[Excerpts from a pointing dataset]
------------------------------------------------------------

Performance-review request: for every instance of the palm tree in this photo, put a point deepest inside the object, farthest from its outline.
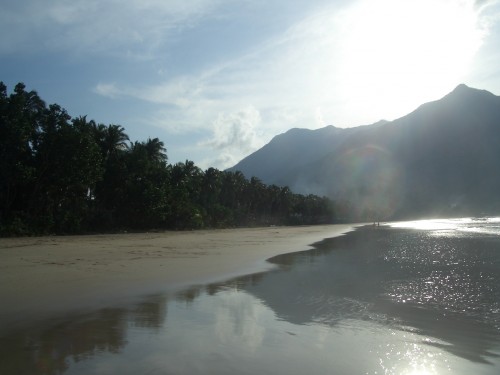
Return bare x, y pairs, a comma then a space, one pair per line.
156, 150
111, 139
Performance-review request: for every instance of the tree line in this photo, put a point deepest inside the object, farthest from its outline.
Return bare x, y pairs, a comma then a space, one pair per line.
65, 175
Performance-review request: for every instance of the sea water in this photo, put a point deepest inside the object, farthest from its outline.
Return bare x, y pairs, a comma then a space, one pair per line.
417, 297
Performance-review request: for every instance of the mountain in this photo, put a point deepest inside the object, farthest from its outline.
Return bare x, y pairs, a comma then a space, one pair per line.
441, 159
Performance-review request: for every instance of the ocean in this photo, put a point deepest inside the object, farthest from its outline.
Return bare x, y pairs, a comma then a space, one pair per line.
417, 298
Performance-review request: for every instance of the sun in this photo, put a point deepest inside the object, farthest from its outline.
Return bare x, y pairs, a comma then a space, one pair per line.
397, 54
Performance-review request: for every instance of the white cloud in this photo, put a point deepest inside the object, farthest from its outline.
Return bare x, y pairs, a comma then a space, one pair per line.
134, 28
235, 135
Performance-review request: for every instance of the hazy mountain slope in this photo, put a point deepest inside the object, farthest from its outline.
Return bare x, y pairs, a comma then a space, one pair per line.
443, 158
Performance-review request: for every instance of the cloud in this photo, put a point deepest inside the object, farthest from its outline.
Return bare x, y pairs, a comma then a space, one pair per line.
133, 28
235, 135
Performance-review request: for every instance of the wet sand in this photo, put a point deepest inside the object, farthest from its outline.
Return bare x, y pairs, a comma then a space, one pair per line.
43, 275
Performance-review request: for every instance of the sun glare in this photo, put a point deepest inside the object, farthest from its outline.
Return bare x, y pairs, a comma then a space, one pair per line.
405, 52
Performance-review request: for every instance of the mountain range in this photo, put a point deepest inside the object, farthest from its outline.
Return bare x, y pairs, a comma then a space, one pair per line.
441, 159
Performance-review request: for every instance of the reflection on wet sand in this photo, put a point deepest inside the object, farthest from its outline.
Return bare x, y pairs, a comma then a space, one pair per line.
355, 290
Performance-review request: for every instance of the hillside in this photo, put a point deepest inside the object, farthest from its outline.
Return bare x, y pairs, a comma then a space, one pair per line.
441, 159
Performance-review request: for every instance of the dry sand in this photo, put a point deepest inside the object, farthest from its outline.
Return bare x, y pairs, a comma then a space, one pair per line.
43, 275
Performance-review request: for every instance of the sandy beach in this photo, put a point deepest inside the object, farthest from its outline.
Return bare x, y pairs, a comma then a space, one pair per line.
40, 276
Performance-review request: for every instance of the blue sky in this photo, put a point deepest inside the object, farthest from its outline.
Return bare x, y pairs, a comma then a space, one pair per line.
216, 79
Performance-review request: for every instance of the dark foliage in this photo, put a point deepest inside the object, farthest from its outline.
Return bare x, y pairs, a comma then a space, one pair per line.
64, 175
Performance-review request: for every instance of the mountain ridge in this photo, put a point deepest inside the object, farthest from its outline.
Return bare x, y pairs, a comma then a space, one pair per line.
439, 159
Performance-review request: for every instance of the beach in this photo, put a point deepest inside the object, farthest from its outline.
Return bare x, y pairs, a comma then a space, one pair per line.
42, 276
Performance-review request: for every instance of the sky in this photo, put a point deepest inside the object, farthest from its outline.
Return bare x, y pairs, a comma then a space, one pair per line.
215, 80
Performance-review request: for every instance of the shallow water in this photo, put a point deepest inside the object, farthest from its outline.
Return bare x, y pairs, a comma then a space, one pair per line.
379, 300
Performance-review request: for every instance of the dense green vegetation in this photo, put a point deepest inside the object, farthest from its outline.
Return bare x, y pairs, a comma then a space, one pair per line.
60, 174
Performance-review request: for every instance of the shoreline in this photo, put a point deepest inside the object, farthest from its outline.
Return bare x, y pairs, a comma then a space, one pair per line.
43, 276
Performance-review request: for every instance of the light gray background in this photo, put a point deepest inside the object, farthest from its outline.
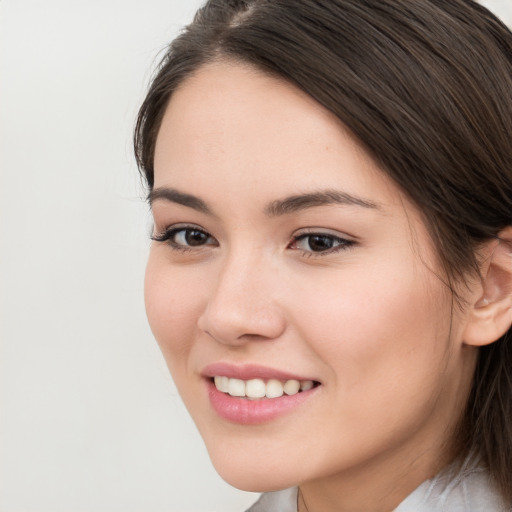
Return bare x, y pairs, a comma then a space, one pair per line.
89, 420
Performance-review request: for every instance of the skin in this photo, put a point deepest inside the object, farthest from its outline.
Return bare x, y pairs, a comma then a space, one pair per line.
372, 321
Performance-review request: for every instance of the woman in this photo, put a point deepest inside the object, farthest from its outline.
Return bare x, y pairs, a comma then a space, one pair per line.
330, 280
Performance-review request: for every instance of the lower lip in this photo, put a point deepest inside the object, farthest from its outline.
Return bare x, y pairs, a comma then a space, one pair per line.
254, 412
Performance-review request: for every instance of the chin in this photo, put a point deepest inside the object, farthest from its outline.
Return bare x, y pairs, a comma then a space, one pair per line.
249, 473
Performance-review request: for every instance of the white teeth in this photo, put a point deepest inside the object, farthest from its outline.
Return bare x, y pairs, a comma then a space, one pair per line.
255, 388
236, 387
274, 389
222, 384
258, 388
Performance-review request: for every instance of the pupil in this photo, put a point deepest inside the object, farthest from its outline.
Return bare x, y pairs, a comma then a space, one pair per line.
195, 237
320, 243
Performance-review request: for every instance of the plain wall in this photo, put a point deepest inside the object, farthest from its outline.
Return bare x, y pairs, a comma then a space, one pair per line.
90, 420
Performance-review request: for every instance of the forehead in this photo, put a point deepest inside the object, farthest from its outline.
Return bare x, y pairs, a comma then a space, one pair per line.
232, 128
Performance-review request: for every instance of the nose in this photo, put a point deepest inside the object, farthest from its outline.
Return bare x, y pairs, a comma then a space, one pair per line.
243, 303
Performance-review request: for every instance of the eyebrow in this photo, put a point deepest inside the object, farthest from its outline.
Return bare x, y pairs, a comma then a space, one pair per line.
301, 202
288, 205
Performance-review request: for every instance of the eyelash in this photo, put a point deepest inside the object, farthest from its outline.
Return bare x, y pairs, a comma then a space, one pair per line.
167, 236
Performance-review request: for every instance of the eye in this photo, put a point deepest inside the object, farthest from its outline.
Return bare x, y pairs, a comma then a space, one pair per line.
320, 243
185, 237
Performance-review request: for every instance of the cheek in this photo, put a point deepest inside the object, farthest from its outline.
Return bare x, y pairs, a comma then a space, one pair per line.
378, 327
173, 306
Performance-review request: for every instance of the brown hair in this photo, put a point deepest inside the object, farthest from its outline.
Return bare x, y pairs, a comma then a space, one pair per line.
426, 87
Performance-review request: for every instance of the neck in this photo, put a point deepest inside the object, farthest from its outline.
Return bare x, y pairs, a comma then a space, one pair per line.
379, 486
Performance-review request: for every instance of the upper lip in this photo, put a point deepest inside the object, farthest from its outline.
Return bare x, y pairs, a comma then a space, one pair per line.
250, 371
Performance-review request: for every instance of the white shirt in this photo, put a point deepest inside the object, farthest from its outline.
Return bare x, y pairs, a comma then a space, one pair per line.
469, 491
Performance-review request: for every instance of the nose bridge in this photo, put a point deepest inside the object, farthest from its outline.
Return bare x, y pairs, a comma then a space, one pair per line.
243, 304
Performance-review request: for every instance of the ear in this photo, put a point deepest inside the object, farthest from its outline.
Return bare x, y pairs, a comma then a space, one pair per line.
490, 315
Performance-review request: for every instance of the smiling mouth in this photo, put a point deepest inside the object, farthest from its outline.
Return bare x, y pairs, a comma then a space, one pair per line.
258, 389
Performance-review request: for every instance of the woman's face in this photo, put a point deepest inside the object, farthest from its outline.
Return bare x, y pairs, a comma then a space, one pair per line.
284, 256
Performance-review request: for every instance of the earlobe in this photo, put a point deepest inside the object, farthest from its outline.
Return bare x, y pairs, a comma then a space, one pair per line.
491, 314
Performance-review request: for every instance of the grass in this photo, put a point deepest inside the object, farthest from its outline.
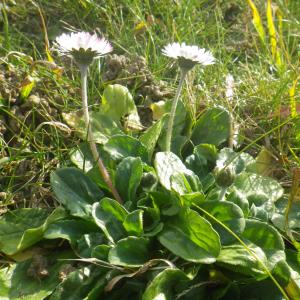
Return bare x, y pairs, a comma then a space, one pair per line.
141, 28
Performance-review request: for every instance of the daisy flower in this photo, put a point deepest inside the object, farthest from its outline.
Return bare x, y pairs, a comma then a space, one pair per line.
83, 47
188, 56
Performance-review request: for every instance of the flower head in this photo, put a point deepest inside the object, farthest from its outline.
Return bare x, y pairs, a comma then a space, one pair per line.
188, 56
83, 47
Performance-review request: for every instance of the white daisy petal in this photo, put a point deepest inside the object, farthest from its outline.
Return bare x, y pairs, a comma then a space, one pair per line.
188, 56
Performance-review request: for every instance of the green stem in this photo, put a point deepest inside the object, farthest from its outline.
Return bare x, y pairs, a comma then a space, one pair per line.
173, 110
101, 166
222, 194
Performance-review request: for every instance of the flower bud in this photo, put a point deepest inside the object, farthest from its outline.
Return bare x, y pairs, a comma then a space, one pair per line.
224, 176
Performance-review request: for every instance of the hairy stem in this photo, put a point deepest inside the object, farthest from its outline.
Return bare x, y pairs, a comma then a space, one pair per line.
101, 166
173, 110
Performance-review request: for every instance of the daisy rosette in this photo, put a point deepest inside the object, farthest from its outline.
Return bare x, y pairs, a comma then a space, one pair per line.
188, 56
83, 47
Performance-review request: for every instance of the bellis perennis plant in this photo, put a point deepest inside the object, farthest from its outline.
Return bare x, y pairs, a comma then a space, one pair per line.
187, 57
84, 47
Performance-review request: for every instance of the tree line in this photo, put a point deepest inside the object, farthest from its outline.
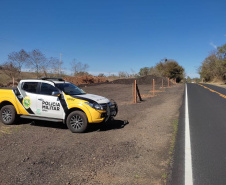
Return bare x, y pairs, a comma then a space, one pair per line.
165, 68
36, 61
214, 66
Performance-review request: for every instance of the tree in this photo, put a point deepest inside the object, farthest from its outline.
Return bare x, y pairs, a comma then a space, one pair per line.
171, 69
79, 68
38, 62
18, 59
55, 66
122, 74
101, 75
144, 71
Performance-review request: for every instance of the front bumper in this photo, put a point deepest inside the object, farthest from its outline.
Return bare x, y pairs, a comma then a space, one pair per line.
111, 109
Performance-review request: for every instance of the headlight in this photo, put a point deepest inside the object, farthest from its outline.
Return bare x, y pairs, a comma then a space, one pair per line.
95, 106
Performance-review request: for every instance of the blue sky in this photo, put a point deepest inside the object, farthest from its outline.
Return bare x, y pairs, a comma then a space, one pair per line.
114, 35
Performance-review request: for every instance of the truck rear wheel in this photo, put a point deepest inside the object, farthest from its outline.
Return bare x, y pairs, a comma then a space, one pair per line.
8, 114
77, 121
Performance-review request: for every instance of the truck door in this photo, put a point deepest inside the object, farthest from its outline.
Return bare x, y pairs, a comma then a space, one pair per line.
47, 104
28, 99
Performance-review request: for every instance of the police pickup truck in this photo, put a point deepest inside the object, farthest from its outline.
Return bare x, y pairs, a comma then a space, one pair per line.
53, 99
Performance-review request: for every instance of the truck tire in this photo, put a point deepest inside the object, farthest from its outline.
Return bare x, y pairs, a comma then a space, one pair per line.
77, 122
8, 114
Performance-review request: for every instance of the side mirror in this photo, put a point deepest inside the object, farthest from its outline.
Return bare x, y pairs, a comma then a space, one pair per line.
56, 93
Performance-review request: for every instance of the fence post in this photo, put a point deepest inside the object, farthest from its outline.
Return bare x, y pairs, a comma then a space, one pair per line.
135, 91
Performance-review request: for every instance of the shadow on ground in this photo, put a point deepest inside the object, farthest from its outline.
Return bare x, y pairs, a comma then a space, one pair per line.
110, 125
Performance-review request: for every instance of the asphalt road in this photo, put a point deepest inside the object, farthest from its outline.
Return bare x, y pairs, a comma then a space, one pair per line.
207, 122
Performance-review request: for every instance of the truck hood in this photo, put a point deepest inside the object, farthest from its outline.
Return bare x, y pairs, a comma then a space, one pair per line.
92, 98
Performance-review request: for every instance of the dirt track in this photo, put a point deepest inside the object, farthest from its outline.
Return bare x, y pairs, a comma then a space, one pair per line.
119, 153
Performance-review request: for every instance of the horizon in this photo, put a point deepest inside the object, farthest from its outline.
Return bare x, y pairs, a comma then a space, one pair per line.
115, 36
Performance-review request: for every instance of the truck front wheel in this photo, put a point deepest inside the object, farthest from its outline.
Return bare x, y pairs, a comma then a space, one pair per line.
8, 114
77, 121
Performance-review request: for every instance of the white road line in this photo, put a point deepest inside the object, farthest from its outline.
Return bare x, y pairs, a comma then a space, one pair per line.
188, 158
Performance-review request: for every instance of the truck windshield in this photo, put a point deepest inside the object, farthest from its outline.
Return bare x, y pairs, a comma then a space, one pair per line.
69, 89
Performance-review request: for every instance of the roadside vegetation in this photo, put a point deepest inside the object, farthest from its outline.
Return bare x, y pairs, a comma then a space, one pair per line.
34, 64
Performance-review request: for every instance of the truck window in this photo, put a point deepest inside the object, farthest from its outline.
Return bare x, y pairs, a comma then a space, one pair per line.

------------------------------------------------------------

◆ REQUIRED TASK
Convert the entries into a Markdown table with the columns "Row" and "Line," starting at the line that contains "the truck windshield" and continuing through the end of the entries. Give each line its own numbered row, and leave out any blank lines.

◆ SOLUTION FOR THIS PROBLEM
| Row | Line |
|---|---|
| 1 | Performance-review request: for every instance of the truck windshield in this photo, put a point deepest inside the object, farthest from its outline. |
| 2 | Return bare x, y pairs, a comma then a space, one pair per line. |
| 3 | 69, 89 |
| 4 | Performance-review request: for every instance of the roadside vegetation in this photo, put a point deepest inside the object, farthest from its outline. |
| 5 | Return bare x, y pairs, a comma then a space, one pair per line. |
| 6 | 34, 64 |
| 7 | Performance-review request: for every instance of the truck window in this photo, put a point deepest inside the object, farthest from its outline. |
| 8 | Return bare x, y pairs, a comma then a space, one pair per line. |